───── Extract to read

February 10, 2026 | 12:52 GMT +7
February 10, 2026 | 12:52 GMT +7
Hotline: 0913.378.918
Volunteers collect trash along a polluted shore as they take part in a coastal cleanup on September 13, 2025 in Navotas, Metro Manila, Philippines. Photo: Ezra Acayan/Getty Images.
Scientists have factored damage to the ocean into the social cost of carbon for the first time, finding it nearly doubles the economic impact from climate change.
Ocean damage from climate change, dubbed the "blue" social cost of carbon, causes the global cost of carbon dioxide emissions to society to nearly double, according to new findings by researchers at the Scripps Institution of Oceanography at the University of California San Diego.
The researchers calculated an additional $46.2 per ton of carbon dioxide, amounting to a total of $97.2 per ton of carbon dioxide, a 91% increase, according to the study, published Thursday in Nature Climate Change. Global carbon dioxide emissions were estimated to be 41.6 billion tons in 2024, according to the Global Carbon Budget, implying nearly $2 trillion in ocean-related damages in one year that are currently missing from standard climate cost estimates.
The ocean has never been accounted into the economic harm caused by greenhouse gas emissions before, the researchers said. The ocean was largely overlooked in the standard accounting of the social cost of carbon, despite widespread degradation to coral reef ecosystems, losses from fisheries and damage to coastal infrastructure – all of which are "well documented" and have impacted millions of people globally.

──────────

● Directions: Copy out the passage of the article on ocean damage and the social cost of carbon word for word, starting with "The ocean has" and going on through "of people globally.".

───── Extracted material

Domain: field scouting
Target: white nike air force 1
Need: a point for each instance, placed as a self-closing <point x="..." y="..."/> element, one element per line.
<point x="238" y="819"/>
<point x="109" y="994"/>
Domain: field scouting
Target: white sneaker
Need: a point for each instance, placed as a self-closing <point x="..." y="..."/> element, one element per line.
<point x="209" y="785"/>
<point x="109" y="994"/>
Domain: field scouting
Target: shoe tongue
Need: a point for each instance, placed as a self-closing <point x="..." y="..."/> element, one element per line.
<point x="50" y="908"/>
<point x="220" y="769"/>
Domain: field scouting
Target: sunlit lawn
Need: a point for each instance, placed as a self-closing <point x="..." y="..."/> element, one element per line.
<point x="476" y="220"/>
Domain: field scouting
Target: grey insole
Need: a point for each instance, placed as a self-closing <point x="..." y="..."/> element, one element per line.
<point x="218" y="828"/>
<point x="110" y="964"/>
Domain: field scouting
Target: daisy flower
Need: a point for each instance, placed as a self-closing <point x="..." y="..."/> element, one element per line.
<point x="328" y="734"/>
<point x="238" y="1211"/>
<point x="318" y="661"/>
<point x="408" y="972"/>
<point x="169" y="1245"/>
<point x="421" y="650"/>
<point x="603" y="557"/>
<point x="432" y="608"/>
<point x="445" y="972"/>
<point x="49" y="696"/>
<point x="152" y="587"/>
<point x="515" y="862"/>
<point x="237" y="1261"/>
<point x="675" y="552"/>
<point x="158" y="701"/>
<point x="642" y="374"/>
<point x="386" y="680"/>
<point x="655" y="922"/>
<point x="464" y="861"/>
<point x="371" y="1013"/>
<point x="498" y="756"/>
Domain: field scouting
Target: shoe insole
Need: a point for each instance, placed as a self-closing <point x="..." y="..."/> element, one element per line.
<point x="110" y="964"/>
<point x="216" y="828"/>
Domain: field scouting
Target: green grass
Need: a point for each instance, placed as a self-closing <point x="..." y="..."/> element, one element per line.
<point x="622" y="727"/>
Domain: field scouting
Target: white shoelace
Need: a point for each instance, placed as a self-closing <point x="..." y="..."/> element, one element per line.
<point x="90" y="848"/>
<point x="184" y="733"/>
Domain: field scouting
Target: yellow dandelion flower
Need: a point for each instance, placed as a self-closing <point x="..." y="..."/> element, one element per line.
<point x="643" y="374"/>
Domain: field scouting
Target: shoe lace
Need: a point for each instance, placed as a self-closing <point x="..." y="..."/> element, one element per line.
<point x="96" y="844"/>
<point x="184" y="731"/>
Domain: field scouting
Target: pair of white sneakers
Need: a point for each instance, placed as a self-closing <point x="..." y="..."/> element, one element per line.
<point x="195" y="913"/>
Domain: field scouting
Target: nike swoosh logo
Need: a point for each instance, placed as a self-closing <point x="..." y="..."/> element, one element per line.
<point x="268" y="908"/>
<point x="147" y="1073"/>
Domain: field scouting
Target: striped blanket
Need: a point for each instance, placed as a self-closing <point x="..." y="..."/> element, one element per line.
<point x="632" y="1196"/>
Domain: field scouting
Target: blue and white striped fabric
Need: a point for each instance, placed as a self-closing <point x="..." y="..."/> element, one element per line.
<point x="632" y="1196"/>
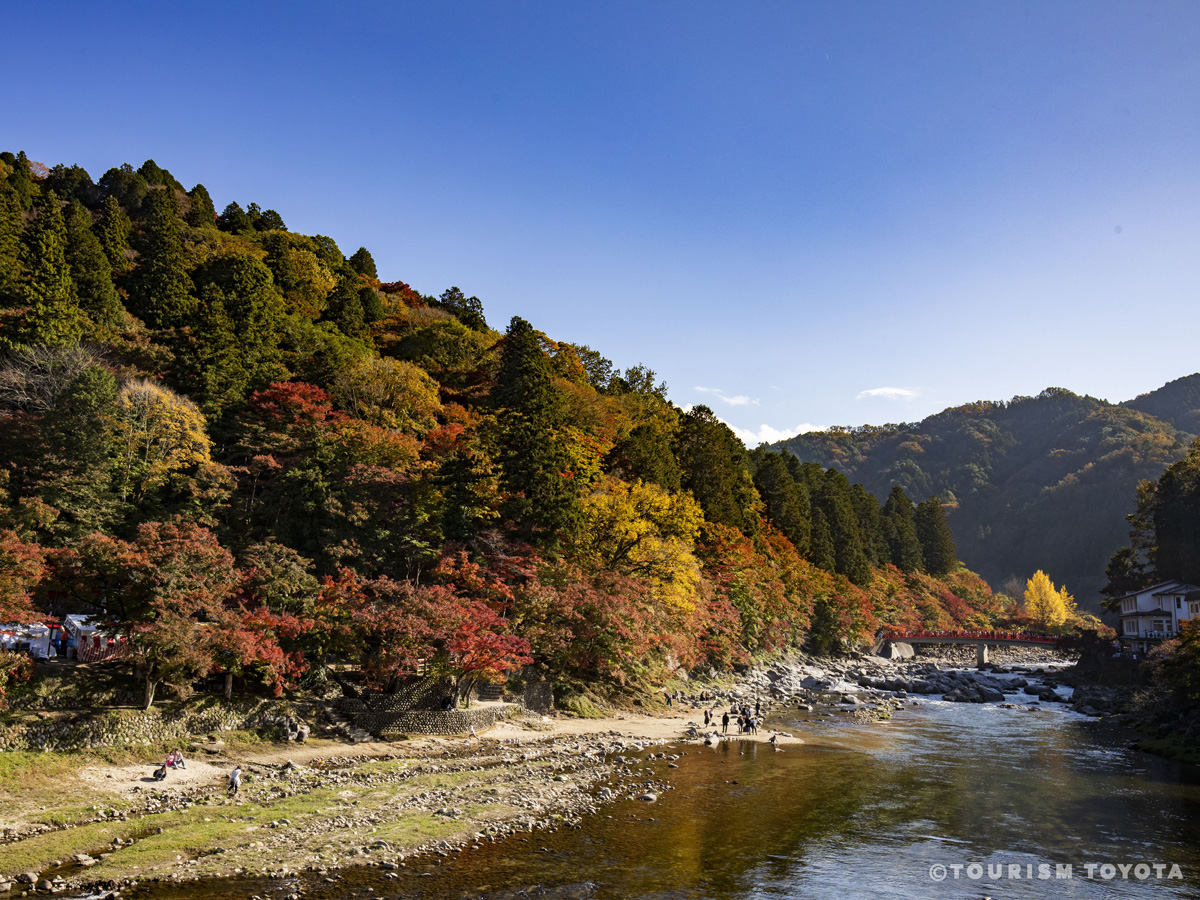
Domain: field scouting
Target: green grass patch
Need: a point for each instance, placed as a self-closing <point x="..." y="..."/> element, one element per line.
<point x="1175" y="747"/>
<point x="581" y="707"/>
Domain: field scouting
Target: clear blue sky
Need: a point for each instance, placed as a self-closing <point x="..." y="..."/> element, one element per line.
<point x="798" y="213"/>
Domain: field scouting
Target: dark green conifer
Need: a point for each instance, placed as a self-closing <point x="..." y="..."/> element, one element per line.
<point x="12" y="228"/>
<point x="372" y="305"/>
<point x="904" y="547"/>
<point x="162" y="291"/>
<point x="127" y="186"/>
<point x="535" y="451"/>
<point x="937" y="549"/>
<point x="821" y="552"/>
<point x="345" y="310"/>
<point x="47" y="292"/>
<point x="870" y="525"/>
<point x="645" y="454"/>
<point x="234" y="220"/>
<point x="201" y="213"/>
<point x="364" y="263"/>
<point x="113" y="231"/>
<point x="90" y="270"/>
<point x="835" y="499"/>
<point x="786" y="503"/>
<point x="715" y="467"/>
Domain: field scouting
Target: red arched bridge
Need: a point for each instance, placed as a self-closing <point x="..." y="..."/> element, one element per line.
<point x="979" y="639"/>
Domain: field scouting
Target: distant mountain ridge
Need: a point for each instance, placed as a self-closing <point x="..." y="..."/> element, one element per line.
<point x="1035" y="483"/>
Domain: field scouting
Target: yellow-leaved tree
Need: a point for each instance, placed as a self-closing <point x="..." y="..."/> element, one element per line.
<point x="156" y="433"/>
<point x="1045" y="604"/>
<point x="640" y="529"/>
<point x="389" y="393"/>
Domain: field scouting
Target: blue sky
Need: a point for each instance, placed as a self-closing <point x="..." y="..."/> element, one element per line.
<point x="801" y="214"/>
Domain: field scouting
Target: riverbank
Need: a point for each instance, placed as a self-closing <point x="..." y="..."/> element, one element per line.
<point x="327" y="805"/>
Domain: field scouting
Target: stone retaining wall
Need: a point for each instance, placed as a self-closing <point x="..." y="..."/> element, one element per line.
<point x="131" y="727"/>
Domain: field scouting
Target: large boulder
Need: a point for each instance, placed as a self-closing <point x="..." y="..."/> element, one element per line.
<point x="898" y="649"/>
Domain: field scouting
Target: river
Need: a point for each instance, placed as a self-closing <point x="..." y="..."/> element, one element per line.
<point x="858" y="811"/>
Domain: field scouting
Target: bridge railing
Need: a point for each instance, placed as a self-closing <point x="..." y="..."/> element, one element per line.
<point x="981" y="636"/>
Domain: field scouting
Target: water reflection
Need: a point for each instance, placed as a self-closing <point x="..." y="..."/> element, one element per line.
<point x="858" y="811"/>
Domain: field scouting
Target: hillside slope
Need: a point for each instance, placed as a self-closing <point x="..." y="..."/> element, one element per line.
<point x="1036" y="483"/>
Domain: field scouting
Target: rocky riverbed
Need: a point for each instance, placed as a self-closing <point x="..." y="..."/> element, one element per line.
<point x="318" y="809"/>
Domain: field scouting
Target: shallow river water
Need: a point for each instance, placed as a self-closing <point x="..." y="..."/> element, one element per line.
<point x="858" y="811"/>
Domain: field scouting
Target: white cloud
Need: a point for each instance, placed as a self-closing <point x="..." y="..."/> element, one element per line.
<point x="741" y="400"/>
<point x="889" y="393"/>
<point x="767" y="433"/>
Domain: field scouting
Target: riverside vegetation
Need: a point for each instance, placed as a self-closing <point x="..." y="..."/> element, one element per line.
<point x="252" y="459"/>
<point x="310" y="811"/>
<point x="249" y="455"/>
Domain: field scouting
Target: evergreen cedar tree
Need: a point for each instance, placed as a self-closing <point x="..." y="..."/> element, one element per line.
<point x="246" y="453"/>
<point x="1164" y="535"/>
<point x="1066" y="467"/>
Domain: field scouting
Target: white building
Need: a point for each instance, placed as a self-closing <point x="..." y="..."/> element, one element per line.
<point x="1155" y="613"/>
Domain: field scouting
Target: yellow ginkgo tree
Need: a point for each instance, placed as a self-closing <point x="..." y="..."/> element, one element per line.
<point x="156" y="433"/>
<point x="1045" y="604"/>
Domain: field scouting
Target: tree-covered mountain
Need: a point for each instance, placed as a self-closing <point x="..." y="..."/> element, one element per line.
<point x="247" y="453"/>
<point x="1176" y="402"/>
<point x="1035" y="483"/>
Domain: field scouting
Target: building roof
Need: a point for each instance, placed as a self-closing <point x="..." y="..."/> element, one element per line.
<point x="1163" y="587"/>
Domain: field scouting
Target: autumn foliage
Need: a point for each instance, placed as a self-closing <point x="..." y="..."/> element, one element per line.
<point x="249" y="456"/>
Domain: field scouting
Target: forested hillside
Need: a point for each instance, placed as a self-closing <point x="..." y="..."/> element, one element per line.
<point x="251" y="454"/>
<point x="1036" y="483"/>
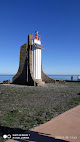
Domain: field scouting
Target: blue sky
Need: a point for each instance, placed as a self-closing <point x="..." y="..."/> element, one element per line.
<point x="58" y="23"/>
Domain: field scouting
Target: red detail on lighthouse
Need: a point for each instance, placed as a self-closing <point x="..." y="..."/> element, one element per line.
<point x="36" y="35"/>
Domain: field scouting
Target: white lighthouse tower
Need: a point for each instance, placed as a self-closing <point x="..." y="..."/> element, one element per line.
<point x="36" y="55"/>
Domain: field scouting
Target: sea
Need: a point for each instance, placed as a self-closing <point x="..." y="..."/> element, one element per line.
<point x="56" y="77"/>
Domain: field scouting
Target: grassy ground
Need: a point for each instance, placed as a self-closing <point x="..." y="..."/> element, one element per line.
<point x="24" y="107"/>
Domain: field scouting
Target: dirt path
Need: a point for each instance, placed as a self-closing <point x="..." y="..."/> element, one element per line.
<point x="65" y="127"/>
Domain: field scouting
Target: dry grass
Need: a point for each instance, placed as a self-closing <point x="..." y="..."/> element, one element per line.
<point x="23" y="107"/>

──────────

● The reply:
The ocean has never been accounted into the economic harm caused by greenhouse gas emissions before, the researchers said. The ocean was largely overlooked in the standard accounting of the social cost of carbon, despite widespread degradation to coral reef ecosystems, losses from fisheries and damage to coastal infrastructure – all of which are "well documented" and have impacted millions of people globally.